-------- The data

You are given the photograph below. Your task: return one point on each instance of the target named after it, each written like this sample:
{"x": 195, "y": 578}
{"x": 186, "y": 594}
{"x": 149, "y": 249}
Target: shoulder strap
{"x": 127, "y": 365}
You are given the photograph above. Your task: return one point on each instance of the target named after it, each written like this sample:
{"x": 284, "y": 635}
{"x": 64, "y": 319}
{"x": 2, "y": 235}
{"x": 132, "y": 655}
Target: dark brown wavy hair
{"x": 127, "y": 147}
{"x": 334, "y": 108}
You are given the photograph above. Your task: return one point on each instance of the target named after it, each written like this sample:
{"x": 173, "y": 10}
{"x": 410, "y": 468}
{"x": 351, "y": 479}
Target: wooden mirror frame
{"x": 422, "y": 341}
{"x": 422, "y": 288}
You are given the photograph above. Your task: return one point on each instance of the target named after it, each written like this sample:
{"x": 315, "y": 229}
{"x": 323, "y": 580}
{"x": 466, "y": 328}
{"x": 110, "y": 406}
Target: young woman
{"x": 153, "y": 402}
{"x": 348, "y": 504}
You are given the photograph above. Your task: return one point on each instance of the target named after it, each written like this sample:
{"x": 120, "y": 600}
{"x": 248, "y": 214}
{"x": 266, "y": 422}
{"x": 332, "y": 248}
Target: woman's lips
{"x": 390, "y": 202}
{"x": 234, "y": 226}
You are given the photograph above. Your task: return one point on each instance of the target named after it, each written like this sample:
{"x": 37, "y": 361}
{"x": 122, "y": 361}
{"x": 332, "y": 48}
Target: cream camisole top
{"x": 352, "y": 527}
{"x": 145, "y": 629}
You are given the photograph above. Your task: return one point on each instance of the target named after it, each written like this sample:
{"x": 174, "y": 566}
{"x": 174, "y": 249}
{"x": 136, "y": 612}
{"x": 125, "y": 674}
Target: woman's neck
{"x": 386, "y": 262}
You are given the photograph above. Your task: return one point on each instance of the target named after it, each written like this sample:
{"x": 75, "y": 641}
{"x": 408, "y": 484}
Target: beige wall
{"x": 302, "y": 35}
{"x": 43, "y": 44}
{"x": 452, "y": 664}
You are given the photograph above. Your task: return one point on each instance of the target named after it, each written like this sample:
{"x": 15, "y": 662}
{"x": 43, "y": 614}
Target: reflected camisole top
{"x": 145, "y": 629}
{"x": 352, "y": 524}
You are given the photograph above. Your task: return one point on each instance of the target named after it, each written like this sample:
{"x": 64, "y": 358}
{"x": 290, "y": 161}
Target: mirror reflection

----------------

About this task: All of the data above must be repeated exactly.

Response to this exercise:
You are given the photograph below. Your task: return one point on each instance of the target named after it, each written like this sample:
{"x": 195, "y": 578}
{"x": 186, "y": 594}
{"x": 149, "y": 249}
Target: shoulder strap
{"x": 127, "y": 365}
You are given the photograph above. Your task: return one point on each instance of the target named after it, each written like this sample:
{"x": 284, "y": 635}
{"x": 64, "y": 319}
{"x": 2, "y": 235}
{"x": 132, "y": 655}
Target: dark brown wavy hair
{"x": 127, "y": 147}
{"x": 334, "y": 108}
You are given the photograph above. Your task: return one point on each instance of the target named after it, each written like this sample:
{"x": 173, "y": 10}
{"x": 410, "y": 468}
{"x": 351, "y": 479}
Target: wooden mirror frame
{"x": 422, "y": 341}
{"x": 422, "y": 288}
You are given the photograph above. Your task: return one point on each instance of the target named after it, each written like this sample:
{"x": 315, "y": 229}
{"x": 323, "y": 580}
{"x": 466, "y": 328}
{"x": 110, "y": 406}
Target: young woman
{"x": 153, "y": 402}
{"x": 348, "y": 504}
You are given the photograph above. Your task: return one point on each instance of the target named after it, each written like this sample:
{"x": 120, "y": 600}
{"x": 248, "y": 214}
{"x": 266, "y": 422}
{"x": 332, "y": 248}
Target: woman's lips
{"x": 390, "y": 202}
{"x": 234, "y": 226}
You are given the photograph above. Your task: return one point on each instance of the target named after it, each written like this sample:
{"x": 37, "y": 361}
{"x": 122, "y": 361}
{"x": 332, "y": 48}
Target: cream camisole top
{"x": 352, "y": 527}
{"x": 145, "y": 629}
You are given the photograph above. Your task: return one point on each instance of the target named after it, each written like this sample:
{"x": 174, "y": 566}
{"x": 174, "y": 249}
{"x": 136, "y": 612}
{"x": 125, "y": 674}
Target: woman's neck
{"x": 386, "y": 262}
You are given the photograph above. Your task: return one point on each instance of the target named after it, each written like this sample:
{"x": 75, "y": 641}
{"x": 408, "y": 484}
Target: beige wall
{"x": 302, "y": 35}
{"x": 43, "y": 44}
{"x": 452, "y": 664}
You are given the photograph above. Your task: return one point on each instance of the target named after it, each written like this sample:
{"x": 15, "y": 662}
{"x": 43, "y": 614}
Target: reflected camisole top
{"x": 145, "y": 629}
{"x": 352, "y": 524}
You are given the photograph above. Your task: return one point on each instance of the target named after it, each written like this sample:
{"x": 64, "y": 358}
{"x": 290, "y": 161}
Target: mirror reflection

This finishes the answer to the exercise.